[Items from a data collection]
+ + +

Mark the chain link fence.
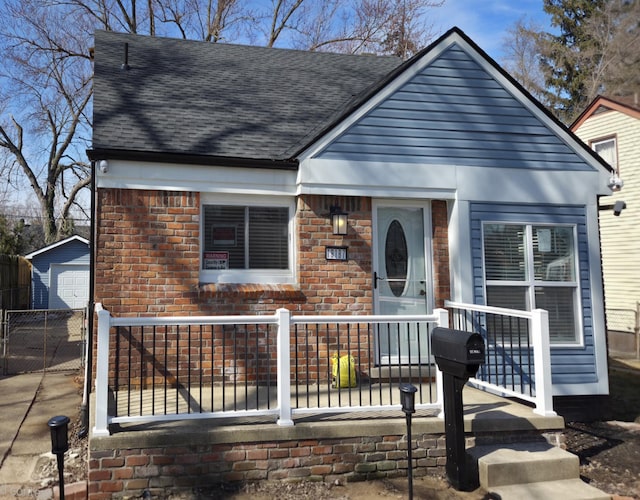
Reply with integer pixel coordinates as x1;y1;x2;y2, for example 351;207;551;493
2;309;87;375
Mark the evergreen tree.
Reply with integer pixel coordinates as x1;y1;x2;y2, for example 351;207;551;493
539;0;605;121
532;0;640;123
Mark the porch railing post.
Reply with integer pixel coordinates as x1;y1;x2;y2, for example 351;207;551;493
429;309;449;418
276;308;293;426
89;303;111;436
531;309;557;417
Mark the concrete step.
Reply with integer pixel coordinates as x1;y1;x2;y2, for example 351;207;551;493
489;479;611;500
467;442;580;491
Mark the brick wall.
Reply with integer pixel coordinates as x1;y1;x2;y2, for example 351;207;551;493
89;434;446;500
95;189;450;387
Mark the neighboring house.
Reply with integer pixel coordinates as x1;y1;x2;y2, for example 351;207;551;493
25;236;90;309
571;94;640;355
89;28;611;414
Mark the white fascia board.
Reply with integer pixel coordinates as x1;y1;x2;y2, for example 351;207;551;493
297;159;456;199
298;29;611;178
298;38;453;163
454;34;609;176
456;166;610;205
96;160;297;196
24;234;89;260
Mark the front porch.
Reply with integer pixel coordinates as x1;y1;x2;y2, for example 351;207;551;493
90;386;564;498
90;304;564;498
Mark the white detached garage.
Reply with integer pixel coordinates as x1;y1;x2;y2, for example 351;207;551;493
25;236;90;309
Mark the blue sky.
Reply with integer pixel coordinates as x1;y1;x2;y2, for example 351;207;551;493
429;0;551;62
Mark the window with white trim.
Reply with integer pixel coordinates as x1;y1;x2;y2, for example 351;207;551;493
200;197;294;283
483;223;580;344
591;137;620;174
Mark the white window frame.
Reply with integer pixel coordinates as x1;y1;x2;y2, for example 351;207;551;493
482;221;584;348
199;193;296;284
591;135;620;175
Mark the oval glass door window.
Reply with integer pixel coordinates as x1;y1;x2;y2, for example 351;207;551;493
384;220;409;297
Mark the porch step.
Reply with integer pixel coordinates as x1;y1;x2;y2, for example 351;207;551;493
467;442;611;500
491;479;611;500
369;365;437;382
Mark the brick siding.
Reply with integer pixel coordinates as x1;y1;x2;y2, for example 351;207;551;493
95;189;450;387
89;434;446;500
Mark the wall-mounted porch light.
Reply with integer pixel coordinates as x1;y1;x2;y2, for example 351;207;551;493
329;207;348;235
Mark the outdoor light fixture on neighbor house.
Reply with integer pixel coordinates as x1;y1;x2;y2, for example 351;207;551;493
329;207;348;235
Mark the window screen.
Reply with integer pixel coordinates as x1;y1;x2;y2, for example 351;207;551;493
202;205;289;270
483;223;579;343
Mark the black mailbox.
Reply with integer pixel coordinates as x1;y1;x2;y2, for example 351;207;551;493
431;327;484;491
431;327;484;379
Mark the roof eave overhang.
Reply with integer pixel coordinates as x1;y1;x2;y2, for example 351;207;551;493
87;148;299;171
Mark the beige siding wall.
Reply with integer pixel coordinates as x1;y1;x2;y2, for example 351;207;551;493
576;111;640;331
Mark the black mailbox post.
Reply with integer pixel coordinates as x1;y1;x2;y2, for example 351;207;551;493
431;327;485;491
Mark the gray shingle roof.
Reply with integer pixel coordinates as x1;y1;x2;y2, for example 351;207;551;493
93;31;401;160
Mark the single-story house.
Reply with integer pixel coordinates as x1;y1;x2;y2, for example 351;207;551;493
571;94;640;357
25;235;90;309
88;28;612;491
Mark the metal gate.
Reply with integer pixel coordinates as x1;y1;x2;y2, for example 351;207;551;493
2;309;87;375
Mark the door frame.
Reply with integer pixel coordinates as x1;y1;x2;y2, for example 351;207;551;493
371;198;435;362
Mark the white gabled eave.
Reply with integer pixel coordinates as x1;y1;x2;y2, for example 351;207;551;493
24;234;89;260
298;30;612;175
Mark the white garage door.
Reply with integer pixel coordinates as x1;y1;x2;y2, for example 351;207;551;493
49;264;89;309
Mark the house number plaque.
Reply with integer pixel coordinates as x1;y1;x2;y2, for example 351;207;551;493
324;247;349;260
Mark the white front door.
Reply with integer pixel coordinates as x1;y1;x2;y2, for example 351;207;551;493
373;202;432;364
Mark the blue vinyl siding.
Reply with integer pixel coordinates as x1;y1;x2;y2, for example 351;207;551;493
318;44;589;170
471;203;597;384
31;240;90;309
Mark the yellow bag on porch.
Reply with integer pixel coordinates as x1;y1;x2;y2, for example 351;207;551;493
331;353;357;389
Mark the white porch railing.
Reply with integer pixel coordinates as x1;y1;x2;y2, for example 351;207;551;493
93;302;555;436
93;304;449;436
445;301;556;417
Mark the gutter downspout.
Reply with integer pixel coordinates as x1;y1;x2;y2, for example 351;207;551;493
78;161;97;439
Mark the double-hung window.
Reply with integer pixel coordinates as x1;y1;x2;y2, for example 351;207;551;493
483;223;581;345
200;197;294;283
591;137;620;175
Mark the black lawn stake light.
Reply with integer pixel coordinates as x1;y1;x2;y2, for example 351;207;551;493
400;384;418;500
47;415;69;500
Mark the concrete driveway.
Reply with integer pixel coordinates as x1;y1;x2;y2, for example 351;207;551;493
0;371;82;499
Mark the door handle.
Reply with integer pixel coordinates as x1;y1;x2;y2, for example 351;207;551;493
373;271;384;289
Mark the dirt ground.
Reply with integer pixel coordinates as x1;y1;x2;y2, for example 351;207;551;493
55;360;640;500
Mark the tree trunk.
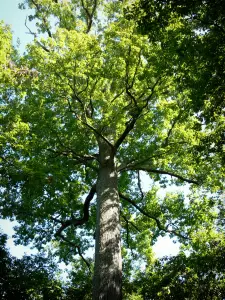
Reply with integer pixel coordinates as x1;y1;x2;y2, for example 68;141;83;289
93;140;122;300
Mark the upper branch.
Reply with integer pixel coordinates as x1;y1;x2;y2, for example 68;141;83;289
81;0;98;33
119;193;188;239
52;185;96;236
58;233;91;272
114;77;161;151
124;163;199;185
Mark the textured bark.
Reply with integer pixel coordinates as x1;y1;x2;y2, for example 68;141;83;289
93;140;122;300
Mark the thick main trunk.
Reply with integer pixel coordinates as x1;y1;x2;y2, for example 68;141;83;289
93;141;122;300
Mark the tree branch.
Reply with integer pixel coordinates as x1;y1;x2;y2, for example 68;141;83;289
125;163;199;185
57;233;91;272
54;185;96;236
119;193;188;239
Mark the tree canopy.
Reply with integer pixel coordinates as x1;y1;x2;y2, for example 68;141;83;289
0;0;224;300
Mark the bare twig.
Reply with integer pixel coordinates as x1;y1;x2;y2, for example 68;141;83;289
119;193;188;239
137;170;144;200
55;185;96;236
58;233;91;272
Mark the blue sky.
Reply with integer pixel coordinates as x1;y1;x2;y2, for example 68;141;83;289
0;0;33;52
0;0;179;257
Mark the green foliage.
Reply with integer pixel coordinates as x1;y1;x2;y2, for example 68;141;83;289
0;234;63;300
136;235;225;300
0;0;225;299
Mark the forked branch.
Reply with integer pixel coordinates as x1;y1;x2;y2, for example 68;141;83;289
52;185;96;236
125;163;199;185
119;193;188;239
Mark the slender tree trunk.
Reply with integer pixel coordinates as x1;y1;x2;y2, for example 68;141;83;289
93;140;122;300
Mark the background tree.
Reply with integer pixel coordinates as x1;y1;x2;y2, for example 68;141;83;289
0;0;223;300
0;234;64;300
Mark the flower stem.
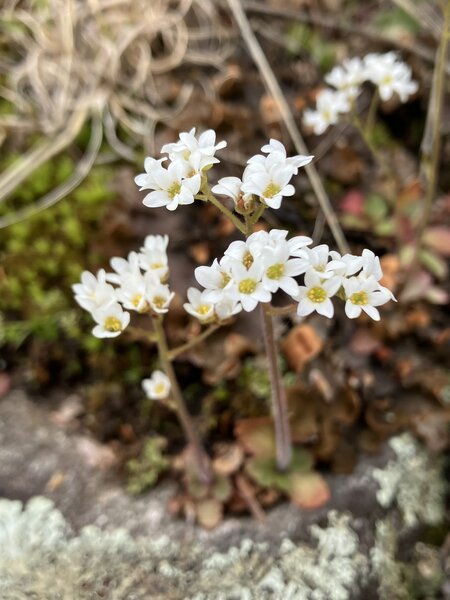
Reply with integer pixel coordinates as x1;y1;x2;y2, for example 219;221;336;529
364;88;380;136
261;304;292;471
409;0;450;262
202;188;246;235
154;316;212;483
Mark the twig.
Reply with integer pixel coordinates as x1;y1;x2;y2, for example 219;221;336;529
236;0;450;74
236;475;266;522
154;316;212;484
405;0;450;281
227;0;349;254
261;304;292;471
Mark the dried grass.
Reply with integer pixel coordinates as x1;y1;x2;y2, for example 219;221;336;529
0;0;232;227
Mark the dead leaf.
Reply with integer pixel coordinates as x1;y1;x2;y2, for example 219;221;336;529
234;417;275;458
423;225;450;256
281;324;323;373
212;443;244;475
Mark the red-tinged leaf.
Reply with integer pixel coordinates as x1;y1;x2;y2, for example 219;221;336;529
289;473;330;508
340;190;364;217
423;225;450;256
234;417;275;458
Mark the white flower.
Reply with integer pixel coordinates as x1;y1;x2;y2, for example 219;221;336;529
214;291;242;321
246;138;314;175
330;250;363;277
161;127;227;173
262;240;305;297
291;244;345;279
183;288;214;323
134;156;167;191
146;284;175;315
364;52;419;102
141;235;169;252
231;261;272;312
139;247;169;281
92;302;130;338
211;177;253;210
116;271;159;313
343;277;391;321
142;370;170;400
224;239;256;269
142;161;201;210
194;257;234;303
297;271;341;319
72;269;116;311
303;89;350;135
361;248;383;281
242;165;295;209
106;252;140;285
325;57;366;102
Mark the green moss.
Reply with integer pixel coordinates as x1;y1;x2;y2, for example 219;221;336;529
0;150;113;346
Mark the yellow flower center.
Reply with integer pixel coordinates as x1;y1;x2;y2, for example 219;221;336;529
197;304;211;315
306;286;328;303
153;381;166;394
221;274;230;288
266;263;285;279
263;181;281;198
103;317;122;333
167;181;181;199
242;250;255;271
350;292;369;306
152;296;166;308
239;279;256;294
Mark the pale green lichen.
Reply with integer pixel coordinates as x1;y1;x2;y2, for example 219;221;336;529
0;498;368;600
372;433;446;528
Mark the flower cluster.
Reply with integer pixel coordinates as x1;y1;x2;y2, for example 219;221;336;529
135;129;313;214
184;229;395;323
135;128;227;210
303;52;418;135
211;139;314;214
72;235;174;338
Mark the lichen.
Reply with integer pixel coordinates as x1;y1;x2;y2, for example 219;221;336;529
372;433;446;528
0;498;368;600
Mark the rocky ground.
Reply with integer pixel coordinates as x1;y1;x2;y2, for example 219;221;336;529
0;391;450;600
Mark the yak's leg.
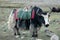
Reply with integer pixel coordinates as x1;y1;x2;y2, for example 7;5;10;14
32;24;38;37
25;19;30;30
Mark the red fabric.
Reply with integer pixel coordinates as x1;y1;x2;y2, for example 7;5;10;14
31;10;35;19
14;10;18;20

+ + +

WRITTEN TASK: Please quote the items word for word, beginning at the very start and stopping after the line that contains "89;28;611;414". Leave the pictures out of your answer.

ANSWER TO THIS PROBLEM:
Mark the chain link fence.
Reply with integer pixel coordinates as x1;y1;x2;y2, for example 351;207;551;493
2;309;87;375
Mark the evergreen tree.
Reply with integer pixel coordinates as x1;y1;x2;y2, for example 351;207;551;493
539;0;605;121
532;0;640;123
Mark the porch railing post.
Reply with integer pixel coordinates as x1;y1;x2;y2, for example 351;207;551;493
429;309;449;418
276;308;293;426
89;303;111;436
531;309;557;417
Mark the concrete step.
Reply with integer pixel coordinates as x1;y1;x2;y2, for example 351;207;551;493
489;479;611;500
467;442;580;491
Mark the brick wall.
Reply with integer pixel coordinates as x1;y1;x2;y2, for example 351;207;551;493
89;434;446;500
95;189;450;387
Mark the neighboring house.
Reply with integer pixel coordinates as x1;y1;x2;y2, for example 351;207;551;493
25;236;90;309
571;94;640;355
89;28;611;414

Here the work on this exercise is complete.